How many lines in the listing below contain the string "open", counting matches only when the case is identical? Reply with the number alone.

Input for this task -
■ ■ ■ ■ ■

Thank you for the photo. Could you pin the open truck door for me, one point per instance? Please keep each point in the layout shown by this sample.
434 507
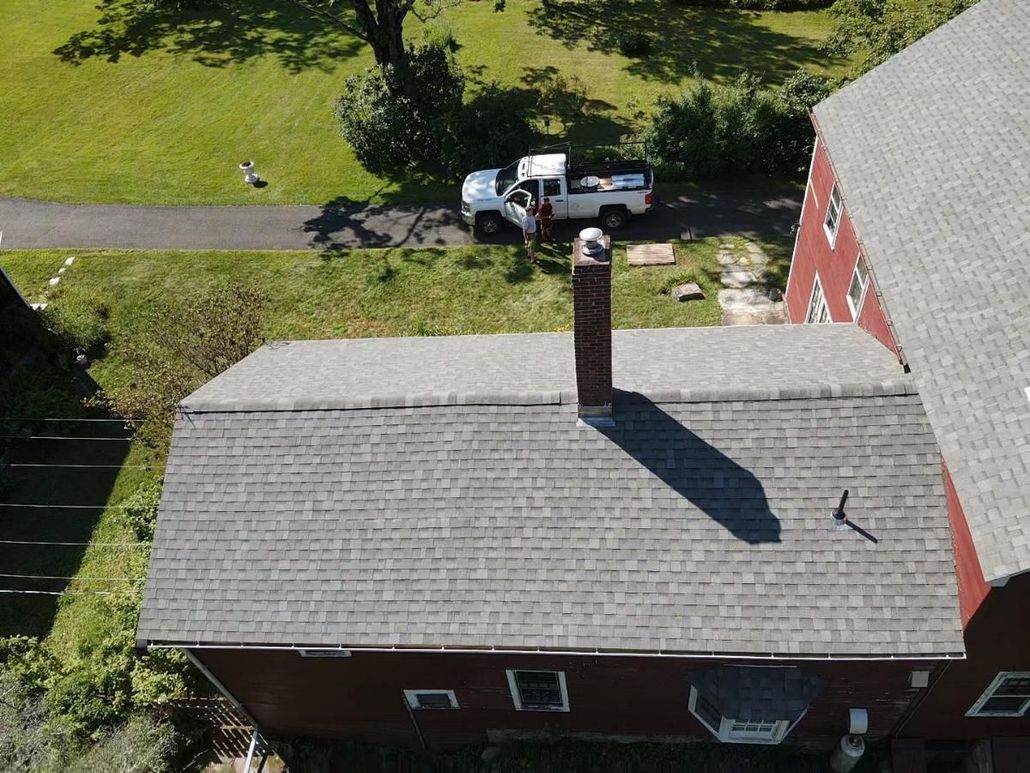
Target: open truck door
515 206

■ ■ ■ ■ ■

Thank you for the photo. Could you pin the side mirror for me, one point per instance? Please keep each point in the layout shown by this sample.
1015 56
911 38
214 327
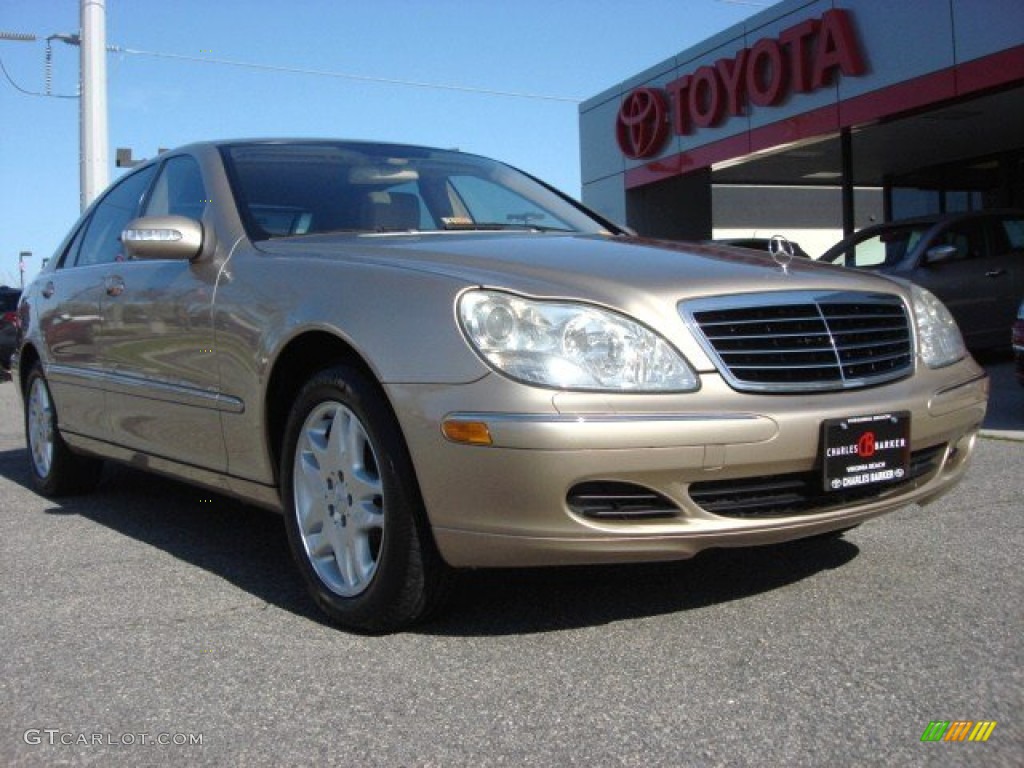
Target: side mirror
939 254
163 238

■ ■ ■ ■ ■

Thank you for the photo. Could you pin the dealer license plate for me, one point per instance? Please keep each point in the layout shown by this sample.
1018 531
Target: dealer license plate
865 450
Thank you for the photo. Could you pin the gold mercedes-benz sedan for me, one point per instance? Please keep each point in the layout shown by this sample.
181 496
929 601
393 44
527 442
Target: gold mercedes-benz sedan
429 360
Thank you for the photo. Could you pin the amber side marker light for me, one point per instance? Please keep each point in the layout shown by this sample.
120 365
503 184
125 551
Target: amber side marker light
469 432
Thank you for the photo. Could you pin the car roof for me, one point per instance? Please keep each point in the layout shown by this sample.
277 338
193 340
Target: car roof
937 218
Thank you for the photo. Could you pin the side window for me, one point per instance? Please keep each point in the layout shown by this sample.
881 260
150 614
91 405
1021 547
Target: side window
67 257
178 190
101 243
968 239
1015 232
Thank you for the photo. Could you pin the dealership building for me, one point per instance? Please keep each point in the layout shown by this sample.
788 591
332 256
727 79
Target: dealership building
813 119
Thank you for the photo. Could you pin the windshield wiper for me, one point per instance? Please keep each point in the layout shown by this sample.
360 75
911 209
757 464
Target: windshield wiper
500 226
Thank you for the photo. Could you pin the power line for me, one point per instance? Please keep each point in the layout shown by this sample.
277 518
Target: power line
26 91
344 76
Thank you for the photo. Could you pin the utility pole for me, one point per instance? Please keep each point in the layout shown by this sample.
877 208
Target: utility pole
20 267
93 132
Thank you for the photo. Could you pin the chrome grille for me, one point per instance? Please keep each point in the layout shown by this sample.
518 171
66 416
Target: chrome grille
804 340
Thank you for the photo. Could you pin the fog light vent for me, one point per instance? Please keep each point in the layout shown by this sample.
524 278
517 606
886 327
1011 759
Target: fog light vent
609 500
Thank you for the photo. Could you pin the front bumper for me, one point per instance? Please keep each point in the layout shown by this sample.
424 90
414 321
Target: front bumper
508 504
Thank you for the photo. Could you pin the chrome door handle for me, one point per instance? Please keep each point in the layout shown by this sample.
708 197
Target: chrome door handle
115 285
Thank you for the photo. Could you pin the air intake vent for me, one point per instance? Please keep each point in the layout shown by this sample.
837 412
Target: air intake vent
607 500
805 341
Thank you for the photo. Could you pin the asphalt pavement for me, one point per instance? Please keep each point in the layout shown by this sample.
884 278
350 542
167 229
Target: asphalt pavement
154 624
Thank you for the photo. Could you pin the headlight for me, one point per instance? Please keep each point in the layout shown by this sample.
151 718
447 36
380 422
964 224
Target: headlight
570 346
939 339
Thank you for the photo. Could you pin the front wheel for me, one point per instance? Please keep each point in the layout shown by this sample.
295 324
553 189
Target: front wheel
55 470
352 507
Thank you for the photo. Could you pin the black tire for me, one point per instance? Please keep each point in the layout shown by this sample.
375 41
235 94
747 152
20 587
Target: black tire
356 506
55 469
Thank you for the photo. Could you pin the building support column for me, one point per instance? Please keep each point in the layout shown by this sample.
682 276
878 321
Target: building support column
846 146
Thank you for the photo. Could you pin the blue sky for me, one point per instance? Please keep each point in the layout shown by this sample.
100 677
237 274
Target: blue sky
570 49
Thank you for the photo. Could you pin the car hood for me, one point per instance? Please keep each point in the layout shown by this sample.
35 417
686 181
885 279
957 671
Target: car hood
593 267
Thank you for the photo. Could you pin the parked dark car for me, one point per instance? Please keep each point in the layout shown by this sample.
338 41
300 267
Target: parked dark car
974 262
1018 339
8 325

■ ■ ■ ■ ■

Solution to this problem -
2